Task item
Check every line below for the word "block" and copy the ones that have it.

────

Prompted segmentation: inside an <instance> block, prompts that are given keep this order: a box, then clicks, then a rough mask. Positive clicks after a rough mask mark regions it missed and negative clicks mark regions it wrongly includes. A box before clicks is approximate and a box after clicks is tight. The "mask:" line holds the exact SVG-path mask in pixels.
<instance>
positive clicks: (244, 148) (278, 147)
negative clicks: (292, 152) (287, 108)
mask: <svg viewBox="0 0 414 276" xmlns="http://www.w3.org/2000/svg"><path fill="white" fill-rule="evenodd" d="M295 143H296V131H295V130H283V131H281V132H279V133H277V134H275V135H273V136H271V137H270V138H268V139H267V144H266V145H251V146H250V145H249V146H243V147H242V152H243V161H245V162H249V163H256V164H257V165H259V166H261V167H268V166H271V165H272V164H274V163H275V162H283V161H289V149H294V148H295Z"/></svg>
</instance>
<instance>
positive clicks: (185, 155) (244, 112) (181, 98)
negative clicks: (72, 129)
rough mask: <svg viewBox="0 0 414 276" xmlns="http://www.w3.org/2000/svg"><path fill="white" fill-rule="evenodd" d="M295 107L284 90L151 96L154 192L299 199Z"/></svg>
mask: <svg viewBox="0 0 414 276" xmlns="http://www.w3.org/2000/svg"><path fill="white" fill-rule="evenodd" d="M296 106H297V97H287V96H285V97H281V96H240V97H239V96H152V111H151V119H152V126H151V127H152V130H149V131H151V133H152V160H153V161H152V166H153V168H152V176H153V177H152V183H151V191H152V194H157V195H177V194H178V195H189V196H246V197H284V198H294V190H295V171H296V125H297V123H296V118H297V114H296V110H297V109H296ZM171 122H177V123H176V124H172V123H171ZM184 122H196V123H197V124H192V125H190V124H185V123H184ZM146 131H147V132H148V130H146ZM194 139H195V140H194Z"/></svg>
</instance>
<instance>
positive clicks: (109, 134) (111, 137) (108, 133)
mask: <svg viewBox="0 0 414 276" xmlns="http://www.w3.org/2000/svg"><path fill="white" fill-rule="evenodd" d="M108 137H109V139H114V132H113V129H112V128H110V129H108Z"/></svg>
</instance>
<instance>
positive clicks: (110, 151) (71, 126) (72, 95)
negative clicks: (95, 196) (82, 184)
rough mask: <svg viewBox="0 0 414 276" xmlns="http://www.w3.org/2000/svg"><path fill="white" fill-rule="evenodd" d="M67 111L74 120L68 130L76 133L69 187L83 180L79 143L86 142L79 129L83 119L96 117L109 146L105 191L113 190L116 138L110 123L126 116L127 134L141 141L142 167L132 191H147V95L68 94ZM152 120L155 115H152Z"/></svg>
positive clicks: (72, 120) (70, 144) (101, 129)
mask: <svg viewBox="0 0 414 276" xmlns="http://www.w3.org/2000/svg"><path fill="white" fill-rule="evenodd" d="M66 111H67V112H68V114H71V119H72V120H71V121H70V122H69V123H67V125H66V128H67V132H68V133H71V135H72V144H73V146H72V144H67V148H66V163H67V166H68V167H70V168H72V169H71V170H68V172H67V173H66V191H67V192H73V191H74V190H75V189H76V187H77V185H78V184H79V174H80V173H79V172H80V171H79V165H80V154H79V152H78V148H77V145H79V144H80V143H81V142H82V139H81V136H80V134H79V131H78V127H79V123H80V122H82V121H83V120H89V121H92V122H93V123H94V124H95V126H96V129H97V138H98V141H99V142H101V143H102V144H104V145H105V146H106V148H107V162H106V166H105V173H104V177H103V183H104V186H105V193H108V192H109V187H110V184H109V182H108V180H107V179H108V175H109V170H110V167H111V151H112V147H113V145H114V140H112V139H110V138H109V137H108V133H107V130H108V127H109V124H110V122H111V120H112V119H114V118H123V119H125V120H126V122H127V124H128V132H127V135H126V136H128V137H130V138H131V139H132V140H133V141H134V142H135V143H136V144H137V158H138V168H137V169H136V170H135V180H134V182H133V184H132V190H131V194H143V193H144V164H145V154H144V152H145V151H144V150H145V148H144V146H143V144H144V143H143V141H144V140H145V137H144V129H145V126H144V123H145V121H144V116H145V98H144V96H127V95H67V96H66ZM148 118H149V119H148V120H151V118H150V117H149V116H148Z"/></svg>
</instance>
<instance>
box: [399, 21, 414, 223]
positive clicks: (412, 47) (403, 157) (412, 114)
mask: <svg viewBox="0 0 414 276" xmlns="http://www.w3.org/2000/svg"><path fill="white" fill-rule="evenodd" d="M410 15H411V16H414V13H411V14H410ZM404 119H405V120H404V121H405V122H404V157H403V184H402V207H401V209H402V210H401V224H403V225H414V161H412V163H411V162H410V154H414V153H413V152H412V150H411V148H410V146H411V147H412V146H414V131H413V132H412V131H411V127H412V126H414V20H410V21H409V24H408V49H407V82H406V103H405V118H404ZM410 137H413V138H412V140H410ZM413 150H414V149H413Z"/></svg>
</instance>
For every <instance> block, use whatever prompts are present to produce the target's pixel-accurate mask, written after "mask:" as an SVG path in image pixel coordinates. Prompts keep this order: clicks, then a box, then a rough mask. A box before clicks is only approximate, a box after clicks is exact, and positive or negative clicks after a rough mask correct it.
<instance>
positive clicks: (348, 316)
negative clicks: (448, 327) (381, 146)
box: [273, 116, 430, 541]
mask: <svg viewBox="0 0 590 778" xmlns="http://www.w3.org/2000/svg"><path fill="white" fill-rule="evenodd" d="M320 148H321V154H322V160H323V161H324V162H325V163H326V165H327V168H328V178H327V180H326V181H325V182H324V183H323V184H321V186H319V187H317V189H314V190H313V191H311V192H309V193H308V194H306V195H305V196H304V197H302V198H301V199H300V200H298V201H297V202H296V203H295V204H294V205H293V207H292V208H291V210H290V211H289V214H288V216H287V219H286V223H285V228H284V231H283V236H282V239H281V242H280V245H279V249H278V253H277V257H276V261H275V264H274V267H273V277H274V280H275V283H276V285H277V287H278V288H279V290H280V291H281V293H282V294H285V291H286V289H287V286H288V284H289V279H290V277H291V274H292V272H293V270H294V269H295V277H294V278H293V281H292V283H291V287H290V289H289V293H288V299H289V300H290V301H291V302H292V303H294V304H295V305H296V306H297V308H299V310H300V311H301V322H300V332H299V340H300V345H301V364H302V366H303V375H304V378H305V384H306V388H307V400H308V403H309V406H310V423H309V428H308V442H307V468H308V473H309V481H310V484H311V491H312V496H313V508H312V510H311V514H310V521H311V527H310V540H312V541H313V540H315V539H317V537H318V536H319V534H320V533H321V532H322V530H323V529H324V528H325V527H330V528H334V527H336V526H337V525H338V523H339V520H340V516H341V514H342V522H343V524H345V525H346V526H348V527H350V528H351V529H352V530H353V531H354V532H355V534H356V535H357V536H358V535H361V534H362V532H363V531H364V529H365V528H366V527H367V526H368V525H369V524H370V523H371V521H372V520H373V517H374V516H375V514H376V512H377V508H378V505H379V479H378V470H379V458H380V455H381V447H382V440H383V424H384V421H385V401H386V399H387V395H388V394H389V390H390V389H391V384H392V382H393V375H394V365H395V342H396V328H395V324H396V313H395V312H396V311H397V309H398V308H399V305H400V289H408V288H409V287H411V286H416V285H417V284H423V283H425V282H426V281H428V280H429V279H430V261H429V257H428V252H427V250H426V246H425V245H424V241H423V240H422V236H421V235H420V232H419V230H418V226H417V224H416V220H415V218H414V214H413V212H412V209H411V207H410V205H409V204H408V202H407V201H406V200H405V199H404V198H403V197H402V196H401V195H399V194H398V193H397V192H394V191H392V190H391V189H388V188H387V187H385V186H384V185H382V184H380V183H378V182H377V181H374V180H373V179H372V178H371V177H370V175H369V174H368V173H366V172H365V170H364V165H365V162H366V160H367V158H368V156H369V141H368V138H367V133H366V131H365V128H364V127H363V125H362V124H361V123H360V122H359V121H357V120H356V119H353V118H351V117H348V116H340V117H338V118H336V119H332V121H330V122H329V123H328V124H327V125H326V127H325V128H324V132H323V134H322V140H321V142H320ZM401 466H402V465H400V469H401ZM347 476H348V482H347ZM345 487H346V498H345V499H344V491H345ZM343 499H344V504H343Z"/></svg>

────

Answer space
Prompted segmentation: inside an <instance> block, prompts that are given keep this order: a box, then clicks, then a rough mask. Positive clicks after a rough mask mark regions it missed and negative clicks mark regions it wrongly includes. A box before clicks is approximate and a box after clicks is tight. The "mask:" line holds the exact SVG-path mask in pixels.
For every <instance> block, use whatever prompts are present to produce the target's pixel-accurate mask, written after "mask:" as an SVG path in image pixel coordinates. Prompts keep this order: clicks, then a box, then a rough mask. A box before clicks is only approximate, a box after clicks is exact, and positive or negative clicks after a rough mask correct it.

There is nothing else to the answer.